DATA RECORDS:
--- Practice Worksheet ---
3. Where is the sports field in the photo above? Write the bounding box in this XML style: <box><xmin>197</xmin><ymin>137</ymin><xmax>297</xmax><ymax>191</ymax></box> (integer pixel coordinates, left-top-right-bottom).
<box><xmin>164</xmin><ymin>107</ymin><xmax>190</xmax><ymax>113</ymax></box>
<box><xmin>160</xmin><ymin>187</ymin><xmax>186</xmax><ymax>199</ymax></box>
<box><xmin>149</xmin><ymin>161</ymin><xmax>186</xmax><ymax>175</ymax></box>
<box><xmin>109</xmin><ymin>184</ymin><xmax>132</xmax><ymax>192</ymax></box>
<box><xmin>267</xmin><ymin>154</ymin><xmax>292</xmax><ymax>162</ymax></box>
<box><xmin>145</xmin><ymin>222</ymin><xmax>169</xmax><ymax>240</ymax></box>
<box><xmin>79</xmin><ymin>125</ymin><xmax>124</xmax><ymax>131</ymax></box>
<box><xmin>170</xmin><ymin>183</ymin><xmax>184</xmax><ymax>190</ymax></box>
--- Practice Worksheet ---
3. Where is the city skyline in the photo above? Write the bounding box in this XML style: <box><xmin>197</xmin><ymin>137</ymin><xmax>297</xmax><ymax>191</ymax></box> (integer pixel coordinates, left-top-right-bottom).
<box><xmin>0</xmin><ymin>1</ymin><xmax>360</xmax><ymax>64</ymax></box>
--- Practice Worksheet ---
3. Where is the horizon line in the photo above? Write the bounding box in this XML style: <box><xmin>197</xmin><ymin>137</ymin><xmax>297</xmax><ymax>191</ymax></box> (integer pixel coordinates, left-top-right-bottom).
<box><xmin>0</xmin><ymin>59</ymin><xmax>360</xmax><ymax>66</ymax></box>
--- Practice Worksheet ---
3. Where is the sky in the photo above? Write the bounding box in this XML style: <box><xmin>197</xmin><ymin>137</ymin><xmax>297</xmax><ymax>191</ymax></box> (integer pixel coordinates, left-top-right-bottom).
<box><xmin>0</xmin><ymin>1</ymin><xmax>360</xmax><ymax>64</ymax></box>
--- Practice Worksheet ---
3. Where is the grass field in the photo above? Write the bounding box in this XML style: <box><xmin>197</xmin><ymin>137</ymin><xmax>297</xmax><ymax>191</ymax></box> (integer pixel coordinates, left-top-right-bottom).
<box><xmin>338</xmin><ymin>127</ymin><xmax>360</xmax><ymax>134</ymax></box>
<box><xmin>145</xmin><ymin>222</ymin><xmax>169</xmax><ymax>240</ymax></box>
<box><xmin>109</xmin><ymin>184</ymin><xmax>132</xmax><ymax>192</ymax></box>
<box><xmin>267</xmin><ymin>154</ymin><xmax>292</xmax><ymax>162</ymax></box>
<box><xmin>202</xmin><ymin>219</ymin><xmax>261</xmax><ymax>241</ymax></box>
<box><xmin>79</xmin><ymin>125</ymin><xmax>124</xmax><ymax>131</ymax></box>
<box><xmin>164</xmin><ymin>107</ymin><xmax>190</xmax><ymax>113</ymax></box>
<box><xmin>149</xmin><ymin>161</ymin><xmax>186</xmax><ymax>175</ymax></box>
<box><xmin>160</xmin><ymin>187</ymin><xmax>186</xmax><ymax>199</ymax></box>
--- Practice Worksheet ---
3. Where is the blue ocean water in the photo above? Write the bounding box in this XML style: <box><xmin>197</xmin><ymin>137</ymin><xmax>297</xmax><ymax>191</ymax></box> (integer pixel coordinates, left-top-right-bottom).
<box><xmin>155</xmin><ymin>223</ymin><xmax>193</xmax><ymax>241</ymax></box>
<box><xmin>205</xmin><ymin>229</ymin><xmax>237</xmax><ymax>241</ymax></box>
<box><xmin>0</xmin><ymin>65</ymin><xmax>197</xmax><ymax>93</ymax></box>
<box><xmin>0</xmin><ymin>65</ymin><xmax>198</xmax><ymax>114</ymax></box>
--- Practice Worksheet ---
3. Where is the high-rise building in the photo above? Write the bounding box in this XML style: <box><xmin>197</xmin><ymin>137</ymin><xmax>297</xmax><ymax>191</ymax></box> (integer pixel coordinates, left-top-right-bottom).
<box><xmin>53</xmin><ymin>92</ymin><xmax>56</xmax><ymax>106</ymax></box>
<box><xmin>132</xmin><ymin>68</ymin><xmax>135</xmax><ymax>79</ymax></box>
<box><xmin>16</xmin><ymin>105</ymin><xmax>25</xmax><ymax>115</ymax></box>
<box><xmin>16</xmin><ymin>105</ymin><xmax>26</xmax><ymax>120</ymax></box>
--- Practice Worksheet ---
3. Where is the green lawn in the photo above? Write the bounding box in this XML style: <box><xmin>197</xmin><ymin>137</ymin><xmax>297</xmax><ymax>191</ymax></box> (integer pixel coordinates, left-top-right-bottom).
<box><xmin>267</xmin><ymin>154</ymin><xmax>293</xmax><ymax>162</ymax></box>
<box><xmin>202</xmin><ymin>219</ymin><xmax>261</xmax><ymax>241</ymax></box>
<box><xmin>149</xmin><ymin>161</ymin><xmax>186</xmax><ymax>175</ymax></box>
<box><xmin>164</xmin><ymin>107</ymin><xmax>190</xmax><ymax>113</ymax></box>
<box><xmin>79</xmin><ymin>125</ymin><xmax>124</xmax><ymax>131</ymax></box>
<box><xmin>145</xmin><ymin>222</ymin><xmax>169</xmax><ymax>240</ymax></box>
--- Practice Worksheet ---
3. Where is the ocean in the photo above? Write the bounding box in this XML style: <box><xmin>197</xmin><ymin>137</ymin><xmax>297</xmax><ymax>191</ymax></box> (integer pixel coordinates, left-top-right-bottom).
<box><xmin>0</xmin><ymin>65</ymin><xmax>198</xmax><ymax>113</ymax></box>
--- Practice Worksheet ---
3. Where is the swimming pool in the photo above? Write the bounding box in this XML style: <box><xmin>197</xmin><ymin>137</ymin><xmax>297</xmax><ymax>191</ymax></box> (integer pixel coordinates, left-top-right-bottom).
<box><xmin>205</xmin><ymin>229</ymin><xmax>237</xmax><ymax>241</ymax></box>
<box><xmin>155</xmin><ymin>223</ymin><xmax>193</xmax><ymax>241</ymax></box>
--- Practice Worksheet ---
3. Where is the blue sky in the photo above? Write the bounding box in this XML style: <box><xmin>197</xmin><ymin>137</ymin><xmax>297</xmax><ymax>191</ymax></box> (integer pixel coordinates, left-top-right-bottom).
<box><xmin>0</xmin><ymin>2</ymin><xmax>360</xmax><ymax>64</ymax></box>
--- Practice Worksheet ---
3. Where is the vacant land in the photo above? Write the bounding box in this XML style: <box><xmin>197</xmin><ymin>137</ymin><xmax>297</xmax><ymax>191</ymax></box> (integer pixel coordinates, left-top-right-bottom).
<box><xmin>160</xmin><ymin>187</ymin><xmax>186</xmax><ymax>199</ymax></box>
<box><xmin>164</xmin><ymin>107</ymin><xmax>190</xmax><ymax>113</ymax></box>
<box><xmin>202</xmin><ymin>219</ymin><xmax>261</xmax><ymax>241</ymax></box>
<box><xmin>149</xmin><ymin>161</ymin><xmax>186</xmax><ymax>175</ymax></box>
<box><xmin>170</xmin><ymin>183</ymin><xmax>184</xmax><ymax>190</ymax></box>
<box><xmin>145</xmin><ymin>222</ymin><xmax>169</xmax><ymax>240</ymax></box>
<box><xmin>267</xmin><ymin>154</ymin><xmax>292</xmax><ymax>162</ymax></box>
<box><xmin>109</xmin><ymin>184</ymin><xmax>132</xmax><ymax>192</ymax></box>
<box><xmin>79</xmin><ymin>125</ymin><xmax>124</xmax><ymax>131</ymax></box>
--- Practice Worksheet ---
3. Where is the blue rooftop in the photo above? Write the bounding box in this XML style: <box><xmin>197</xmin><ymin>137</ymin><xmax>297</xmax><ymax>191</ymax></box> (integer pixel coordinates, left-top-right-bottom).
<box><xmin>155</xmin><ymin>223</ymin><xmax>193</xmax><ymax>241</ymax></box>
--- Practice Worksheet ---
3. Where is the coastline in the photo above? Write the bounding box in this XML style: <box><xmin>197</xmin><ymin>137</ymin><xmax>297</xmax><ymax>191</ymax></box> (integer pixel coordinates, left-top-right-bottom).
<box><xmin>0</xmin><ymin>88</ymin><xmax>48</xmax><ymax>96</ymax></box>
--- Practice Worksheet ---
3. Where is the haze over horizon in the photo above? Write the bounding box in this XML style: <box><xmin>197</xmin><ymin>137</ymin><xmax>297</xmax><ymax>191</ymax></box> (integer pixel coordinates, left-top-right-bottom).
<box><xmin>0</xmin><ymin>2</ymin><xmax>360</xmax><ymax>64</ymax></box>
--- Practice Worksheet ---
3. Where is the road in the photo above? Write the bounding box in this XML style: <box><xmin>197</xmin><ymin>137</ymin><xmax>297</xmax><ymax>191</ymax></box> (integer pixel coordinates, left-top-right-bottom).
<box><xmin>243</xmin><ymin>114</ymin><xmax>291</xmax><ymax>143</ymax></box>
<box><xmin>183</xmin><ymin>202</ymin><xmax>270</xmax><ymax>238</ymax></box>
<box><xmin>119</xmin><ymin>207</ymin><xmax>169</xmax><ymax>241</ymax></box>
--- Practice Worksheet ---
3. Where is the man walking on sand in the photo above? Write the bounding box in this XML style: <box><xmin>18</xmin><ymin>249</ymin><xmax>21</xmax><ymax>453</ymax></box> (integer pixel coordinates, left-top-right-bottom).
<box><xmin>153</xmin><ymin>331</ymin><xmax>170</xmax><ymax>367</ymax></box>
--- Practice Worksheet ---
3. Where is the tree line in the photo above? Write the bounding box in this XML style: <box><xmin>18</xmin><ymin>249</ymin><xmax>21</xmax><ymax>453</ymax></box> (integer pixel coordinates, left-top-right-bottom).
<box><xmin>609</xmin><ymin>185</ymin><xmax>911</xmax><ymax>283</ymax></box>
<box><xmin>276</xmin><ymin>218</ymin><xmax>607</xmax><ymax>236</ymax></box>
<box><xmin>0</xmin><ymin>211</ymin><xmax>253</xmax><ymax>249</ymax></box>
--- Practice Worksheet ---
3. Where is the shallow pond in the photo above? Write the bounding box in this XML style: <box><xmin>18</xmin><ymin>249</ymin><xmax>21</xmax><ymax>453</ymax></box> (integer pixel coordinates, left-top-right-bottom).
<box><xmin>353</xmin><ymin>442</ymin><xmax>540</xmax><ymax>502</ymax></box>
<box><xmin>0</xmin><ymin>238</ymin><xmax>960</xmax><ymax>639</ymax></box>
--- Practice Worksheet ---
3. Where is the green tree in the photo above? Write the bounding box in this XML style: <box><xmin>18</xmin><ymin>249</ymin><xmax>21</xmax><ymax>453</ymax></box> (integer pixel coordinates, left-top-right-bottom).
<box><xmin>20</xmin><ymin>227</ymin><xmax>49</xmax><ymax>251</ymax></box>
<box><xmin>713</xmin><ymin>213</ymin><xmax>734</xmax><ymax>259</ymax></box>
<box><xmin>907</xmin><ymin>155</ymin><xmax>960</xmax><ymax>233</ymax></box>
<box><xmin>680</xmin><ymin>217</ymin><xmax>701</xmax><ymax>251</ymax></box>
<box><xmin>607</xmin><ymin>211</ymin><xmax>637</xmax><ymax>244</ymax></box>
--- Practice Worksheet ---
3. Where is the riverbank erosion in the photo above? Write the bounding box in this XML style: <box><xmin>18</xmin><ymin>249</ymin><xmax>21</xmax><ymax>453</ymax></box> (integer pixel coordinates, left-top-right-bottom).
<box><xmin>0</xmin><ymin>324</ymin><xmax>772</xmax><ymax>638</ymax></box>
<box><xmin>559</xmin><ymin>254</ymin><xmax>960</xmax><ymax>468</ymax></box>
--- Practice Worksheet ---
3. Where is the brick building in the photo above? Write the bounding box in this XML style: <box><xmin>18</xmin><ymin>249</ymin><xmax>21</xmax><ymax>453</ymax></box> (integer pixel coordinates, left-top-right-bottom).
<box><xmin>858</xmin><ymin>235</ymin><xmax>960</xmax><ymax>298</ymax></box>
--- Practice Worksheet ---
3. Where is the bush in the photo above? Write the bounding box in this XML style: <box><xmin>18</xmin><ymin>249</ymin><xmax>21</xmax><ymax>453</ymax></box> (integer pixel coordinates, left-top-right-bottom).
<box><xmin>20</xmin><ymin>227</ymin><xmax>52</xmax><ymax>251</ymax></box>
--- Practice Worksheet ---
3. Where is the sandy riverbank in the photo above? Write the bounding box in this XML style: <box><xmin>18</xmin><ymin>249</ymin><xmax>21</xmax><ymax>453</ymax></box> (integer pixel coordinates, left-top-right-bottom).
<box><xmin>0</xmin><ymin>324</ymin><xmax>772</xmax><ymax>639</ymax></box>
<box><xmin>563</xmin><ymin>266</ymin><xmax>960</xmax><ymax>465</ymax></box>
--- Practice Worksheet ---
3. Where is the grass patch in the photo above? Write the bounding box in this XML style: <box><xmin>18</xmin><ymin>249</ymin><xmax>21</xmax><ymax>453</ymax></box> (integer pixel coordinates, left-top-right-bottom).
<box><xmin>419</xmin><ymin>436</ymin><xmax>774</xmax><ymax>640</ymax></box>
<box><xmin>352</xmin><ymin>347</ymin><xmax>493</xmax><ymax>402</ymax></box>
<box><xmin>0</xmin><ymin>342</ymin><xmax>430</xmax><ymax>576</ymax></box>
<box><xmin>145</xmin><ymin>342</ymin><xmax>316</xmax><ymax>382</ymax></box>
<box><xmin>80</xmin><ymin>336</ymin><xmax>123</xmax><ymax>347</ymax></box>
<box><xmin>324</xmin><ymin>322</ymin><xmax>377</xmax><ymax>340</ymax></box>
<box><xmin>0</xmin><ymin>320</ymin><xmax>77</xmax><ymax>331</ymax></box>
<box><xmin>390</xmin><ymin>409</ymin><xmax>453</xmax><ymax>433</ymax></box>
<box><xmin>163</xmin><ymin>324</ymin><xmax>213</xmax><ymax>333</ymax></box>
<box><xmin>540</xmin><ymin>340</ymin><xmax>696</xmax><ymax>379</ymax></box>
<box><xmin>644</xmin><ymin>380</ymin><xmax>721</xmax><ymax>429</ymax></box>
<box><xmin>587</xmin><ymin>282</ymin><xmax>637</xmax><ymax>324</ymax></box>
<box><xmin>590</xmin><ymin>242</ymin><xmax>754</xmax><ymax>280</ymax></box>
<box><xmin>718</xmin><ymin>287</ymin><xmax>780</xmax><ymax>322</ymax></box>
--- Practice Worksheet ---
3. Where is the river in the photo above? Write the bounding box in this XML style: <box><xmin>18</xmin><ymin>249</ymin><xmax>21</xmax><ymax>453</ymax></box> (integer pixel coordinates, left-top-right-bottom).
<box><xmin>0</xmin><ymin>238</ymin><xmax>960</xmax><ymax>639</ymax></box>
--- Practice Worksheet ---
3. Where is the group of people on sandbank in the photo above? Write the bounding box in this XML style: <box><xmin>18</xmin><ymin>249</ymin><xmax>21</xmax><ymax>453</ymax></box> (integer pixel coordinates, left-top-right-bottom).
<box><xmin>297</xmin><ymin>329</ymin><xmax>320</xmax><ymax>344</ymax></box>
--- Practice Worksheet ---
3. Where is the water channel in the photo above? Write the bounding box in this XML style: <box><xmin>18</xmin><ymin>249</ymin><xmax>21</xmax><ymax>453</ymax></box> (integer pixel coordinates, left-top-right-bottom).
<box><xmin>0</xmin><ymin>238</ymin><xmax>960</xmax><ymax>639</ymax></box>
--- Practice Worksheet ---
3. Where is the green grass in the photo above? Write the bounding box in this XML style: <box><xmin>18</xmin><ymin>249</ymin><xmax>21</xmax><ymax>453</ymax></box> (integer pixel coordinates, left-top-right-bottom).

YOUR OBJECTIVE: How many lines of the records above contain the string "people"? Case matters. Reply with the number alone.

RIGHT ANSWER: 1